Passage provided =>

This patch keeps the fallback mark_all_scalars_precise() behavior if precise marking has to cross function frames. E.g., if subprogram requires R1 (first input arg) to be marked precise, ideally we'd need to backtrack to the parent function and keep marking R1 and its dependencies as precise. But right now we give up and force all the SCALARs in any of the current and parent states to be forced to precise=true. We can lift that restriction in the future.

But this patch fixes two issues identified when trying to enable precision tracking for subprogs.

First, prevent "escaping" from top-most state in a global subprog. While with entry-level BPF program we never end up requesting precision for R1-R5 registers, because R2-R5 are not initialized (and so not readable in correct BPF program), and R1 is PTR_TO_CTX, not SCALAR, and so is implicitly precise. With global subprogs, though, it's different, as global subprog a) can have up to 5 SCALAR input arguments, which might get marked as precise=true and b) it is validated in isolation from its main entry BPF program. b) means that we can end up exhausting parent state chain and still not mark all registers in reg_mask as precise, which would lead to verifier bug warning.

Records supplied =>
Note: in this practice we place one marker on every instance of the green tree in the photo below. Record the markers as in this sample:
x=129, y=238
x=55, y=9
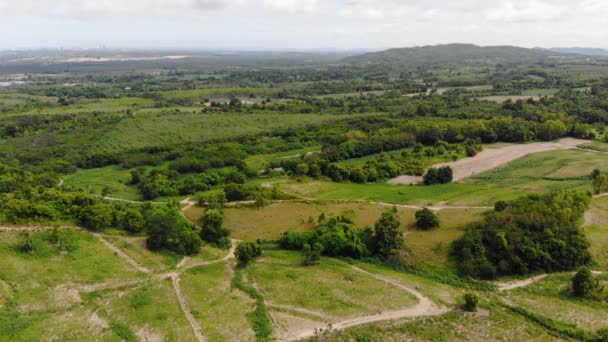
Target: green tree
x=131, y=220
x=426, y=219
x=167, y=229
x=470, y=302
x=213, y=230
x=387, y=233
x=247, y=251
x=551, y=130
x=583, y=283
x=312, y=254
x=96, y=216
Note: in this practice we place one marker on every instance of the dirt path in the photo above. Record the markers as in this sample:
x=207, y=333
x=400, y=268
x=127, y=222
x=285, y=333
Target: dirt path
x=424, y=307
x=122, y=254
x=196, y=328
x=432, y=207
x=505, y=286
x=32, y=228
x=491, y=158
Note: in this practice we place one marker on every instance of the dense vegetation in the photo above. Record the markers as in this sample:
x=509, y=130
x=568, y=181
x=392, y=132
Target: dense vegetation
x=532, y=234
x=337, y=236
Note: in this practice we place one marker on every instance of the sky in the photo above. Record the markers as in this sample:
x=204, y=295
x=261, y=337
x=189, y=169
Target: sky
x=300, y=24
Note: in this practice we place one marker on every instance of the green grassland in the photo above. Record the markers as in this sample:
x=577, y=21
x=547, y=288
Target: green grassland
x=539, y=172
x=92, y=106
x=497, y=324
x=39, y=281
x=331, y=288
x=135, y=247
x=596, y=146
x=175, y=127
x=94, y=181
x=551, y=297
x=150, y=311
x=259, y=161
x=208, y=93
x=597, y=231
x=220, y=309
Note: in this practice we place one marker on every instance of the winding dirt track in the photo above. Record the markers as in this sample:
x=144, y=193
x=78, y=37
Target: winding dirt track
x=424, y=307
x=122, y=254
x=491, y=158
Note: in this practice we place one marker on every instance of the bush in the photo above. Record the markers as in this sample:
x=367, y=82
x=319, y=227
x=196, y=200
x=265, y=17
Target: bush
x=312, y=254
x=500, y=205
x=470, y=302
x=213, y=230
x=532, y=234
x=426, y=219
x=247, y=251
x=584, y=283
x=442, y=175
x=167, y=229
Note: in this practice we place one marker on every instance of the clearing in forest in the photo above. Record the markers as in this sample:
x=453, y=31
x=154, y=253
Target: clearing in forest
x=492, y=158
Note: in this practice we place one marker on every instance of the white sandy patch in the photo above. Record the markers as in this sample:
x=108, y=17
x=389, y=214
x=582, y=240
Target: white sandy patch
x=491, y=158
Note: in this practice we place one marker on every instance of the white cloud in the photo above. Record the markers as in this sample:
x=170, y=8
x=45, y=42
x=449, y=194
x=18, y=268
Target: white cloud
x=304, y=23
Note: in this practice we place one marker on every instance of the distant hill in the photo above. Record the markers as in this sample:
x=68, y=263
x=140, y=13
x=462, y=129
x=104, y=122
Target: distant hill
x=582, y=51
x=457, y=54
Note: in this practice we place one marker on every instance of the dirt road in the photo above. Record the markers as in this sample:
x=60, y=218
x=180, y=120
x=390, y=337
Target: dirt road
x=491, y=158
x=424, y=307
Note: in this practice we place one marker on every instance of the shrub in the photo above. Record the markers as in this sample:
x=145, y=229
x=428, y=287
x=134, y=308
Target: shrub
x=584, y=283
x=247, y=251
x=213, y=230
x=532, y=234
x=470, y=302
x=312, y=254
x=426, y=219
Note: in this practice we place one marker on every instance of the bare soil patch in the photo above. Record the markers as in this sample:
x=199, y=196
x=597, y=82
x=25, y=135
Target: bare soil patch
x=491, y=158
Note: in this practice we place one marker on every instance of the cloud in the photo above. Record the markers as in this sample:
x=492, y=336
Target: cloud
x=86, y=8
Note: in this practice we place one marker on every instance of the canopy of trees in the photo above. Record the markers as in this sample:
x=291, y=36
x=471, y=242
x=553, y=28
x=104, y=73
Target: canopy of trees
x=338, y=236
x=532, y=234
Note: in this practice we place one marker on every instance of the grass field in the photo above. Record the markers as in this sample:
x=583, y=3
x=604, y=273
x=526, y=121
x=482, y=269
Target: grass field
x=596, y=146
x=221, y=310
x=90, y=263
x=175, y=127
x=259, y=161
x=331, y=288
x=95, y=180
x=551, y=298
x=497, y=324
x=150, y=311
x=597, y=231
x=539, y=172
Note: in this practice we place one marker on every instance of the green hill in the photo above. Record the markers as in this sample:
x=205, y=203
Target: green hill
x=460, y=54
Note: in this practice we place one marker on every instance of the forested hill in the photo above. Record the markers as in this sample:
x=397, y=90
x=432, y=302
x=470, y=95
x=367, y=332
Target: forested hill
x=583, y=51
x=459, y=54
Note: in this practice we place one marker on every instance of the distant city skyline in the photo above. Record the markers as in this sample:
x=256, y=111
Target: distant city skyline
x=300, y=24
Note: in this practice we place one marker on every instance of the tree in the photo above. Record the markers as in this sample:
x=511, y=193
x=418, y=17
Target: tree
x=535, y=233
x=167, y=229
x=96, y=216
x=500, y=205
x=583, y=282
x=215, y=199
x=213, y=230
x=131, y=220
x=470, y=302
x=312, y=254
x=551, y=130
x=426, y=219
x=387, y=234
x=247, y=251
x=600, y=182
x=442, y=175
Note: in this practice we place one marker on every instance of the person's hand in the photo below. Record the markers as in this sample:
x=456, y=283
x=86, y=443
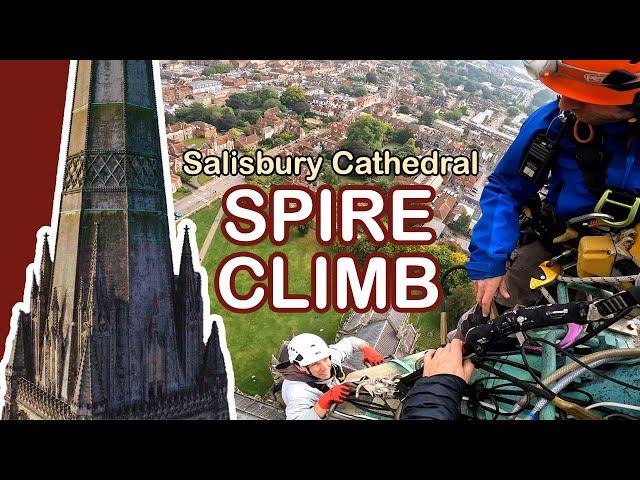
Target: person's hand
x=486, y=289
x=337, y=394
x=448, y=359
x=371, y=356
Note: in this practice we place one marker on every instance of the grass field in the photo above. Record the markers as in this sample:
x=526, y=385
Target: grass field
x=195, y=142
x=203, y=219
x=429, y=325
x=181, y=193
x=252, y=338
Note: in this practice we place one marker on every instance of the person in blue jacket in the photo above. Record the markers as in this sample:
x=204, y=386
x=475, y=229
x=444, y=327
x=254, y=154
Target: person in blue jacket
x=604, y=97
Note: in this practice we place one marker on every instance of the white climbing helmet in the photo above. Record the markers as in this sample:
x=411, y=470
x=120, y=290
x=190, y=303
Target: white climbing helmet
x=307, y=348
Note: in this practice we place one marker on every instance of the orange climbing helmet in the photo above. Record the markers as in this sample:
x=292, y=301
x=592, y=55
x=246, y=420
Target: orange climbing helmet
x=601, y=82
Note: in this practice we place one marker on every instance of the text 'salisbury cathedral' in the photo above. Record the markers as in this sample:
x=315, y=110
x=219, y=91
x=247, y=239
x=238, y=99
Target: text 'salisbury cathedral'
x=111, y=332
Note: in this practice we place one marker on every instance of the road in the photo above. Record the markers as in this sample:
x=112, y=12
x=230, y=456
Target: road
x=206, y=194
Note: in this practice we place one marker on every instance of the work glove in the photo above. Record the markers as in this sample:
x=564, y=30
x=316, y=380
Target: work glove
x=370, y=356
x=337, y=394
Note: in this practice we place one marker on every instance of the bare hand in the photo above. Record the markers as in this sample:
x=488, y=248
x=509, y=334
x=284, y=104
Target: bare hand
x=486, y=289
x=448, y=359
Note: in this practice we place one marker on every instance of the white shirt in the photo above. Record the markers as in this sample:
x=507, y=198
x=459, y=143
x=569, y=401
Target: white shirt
x=301, y=397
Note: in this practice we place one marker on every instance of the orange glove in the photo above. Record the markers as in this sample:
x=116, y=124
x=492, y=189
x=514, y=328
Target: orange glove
x=337, y=394
x=370, y=356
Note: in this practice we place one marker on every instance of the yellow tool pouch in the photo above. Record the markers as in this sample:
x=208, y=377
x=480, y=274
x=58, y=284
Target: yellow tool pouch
x=596, y=256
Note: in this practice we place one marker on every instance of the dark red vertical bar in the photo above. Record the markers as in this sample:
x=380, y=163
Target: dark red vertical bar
x=32, y=96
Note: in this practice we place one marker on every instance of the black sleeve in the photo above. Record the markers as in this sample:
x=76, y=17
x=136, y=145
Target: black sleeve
x=434, y=398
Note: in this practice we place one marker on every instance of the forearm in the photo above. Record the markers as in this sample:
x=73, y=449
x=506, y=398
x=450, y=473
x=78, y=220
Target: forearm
x=434, y=398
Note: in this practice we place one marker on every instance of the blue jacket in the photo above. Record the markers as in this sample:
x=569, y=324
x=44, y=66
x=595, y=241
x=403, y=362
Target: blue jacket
x=496, y=233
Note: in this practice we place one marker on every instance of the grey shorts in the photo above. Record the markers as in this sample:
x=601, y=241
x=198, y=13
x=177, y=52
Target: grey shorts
x=520, y=267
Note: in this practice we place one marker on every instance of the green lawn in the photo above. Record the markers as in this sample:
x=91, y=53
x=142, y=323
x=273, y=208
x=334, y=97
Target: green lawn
x=195, y=142
x=203, y=219
x=252, y=338
x=181, y=193
x=429, y=325
x=202, y=178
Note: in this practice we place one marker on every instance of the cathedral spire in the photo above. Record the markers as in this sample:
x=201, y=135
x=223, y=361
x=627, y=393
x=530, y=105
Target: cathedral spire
x=34, y=287
x=88, y=398
x=46, y=265
x=186, y=258
x=96, y=280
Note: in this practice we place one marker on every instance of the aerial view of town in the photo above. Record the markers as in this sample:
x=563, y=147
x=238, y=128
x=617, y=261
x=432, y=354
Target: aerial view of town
x=305, y=107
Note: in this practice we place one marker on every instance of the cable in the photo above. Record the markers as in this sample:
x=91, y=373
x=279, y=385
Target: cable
x=575, y=359
x=613, y=404
x=591, y=357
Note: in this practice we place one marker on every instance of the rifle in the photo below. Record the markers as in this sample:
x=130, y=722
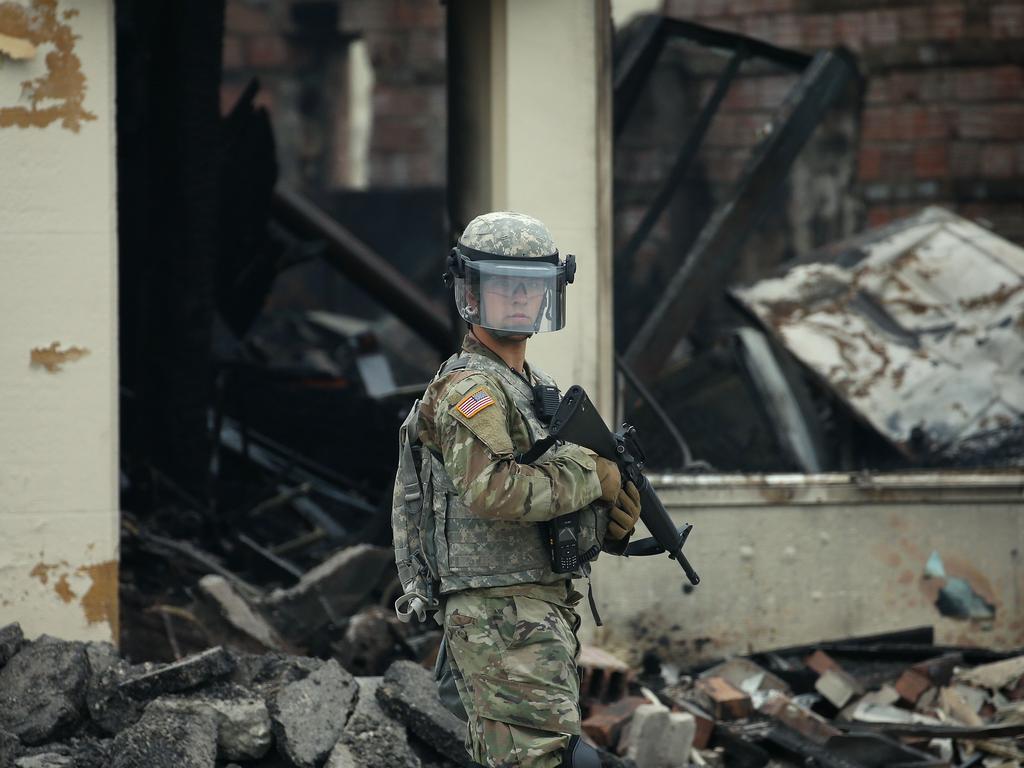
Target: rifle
x=578, y=421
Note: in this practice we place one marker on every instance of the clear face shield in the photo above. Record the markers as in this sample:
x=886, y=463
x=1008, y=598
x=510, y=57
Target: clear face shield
x=515, y=296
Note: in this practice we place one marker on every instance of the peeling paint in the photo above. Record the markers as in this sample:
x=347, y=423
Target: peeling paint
x=52, y=357
x=100, y=602
x=64, y=84
x=64, y=590
x=16, y=48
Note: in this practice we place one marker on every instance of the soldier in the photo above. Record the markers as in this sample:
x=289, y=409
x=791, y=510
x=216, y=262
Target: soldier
x=510, y=620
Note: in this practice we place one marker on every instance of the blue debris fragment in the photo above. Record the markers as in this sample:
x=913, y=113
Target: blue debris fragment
x=934, y=567
x=958, y=600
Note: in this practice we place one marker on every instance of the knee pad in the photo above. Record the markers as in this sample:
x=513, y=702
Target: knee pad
x=581, y=755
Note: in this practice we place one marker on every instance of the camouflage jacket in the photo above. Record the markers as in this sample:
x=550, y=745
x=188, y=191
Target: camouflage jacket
x=486, y=507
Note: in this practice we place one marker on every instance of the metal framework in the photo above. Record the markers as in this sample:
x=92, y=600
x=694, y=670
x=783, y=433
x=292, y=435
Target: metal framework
x=706, y=268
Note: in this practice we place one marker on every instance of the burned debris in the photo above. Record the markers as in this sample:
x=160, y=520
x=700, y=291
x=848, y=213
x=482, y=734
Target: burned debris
x=883, y=701
x=74, y=704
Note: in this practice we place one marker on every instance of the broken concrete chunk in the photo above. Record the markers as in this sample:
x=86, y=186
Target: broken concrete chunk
x=810, y=724
x=725, y=700
x=646, y=744
x=165, y=739
x=102, y=655
x=237, y=611
x=42, y=690
x=308, y=716
x=11, y=640
x=10, y=748
x=45, y=760
x=335, y=588
x=243, y=720
x=605, y=722
x=747, y=676
x=409, y=693
x=838, y=687
x=211, y=665
x=267, y=673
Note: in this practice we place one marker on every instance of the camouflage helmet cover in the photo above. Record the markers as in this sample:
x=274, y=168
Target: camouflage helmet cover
x=508, y=233
x=505, y=257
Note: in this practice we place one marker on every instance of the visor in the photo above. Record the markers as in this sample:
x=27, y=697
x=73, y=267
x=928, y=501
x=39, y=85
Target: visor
x=513, y=295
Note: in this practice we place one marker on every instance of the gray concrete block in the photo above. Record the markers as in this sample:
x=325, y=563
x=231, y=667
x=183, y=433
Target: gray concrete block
x=11, y=641
x=242, y=718
x=42, y=690
x=308, y=716
x=163, y=739
x=410, y=695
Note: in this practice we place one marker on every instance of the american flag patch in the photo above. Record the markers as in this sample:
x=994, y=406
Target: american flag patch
x=471, y=404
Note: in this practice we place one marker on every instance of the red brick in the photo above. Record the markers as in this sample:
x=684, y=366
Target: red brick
x=421, y=13
x=1008, y=20
x=818, y=30
x=997, y=160
x=991, y=121
x=243, y=17
x=911, y=685
x=681, y=8
x=931, y=161
x=913, y=24
x=266, y=51
x=232, y=56
x=396, y=134
x=705, y=722
x=604, y=724
x=851, y=29
x=879, y=215
x=946, y=20
x=990, y=84
x=877, y=124
x=965, y=159
x=728, y=702
x=367, y=15
x=882, y=28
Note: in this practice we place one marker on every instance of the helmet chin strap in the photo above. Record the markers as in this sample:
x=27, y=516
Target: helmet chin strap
x=509, y=335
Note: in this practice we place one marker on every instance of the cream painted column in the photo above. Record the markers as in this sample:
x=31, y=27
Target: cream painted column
x=532, y=133
x=58, y=364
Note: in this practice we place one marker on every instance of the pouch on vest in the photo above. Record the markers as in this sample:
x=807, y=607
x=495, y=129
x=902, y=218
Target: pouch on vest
x=413, y=529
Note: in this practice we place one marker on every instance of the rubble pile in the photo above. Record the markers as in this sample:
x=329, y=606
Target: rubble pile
x=74, y=704
x=848, y=705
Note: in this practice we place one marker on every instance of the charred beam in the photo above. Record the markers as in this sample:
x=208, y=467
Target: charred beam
x=363, y=265
x=709, y=264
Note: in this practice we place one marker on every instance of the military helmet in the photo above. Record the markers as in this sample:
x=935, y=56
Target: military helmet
x=508, y=276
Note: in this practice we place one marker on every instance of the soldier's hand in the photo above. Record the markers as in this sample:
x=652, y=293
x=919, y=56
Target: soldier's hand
x=611, y=482
x=625, y=513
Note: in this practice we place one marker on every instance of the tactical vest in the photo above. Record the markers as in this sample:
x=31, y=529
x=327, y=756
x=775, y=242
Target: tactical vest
x=459, y=549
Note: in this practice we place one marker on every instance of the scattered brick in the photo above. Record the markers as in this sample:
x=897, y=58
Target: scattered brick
x=727, y=701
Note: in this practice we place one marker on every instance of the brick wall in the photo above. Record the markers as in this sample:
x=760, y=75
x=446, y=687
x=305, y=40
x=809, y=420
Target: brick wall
x=299, y=50
x=942, y=119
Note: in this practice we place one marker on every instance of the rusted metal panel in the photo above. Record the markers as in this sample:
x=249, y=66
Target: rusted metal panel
x=797, y=559
x=918, y=326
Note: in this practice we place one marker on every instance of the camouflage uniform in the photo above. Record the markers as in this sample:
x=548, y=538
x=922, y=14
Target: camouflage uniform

Directive A => List every register that the patch description refers to, counting each register inside a stated range separately.
Directive B => Please reproduce the patch description word for word, everything from "This patch keeps" down to "tracking for subprogs.".
The data has no connection to the patch description.

Correct output A => R1, R2, R3, R4, R5

Correct output B =>
This patch keeps the fallback mark_all_scalars_precise() behavior if precise marking has to cross function frames. E.g., if subprogram requires R1 (first input arg) to be marked precise, ideally we'd need to backtrack to the parent function and keep marking R1 and its dependencies as precise. But right now we give up and force all the SCALARs in any of the current and parent states to be forced to precise=true. We can lift that restriction in the future.

But this patch fixes two issues identified when trying to enable precision tracking for subprogs.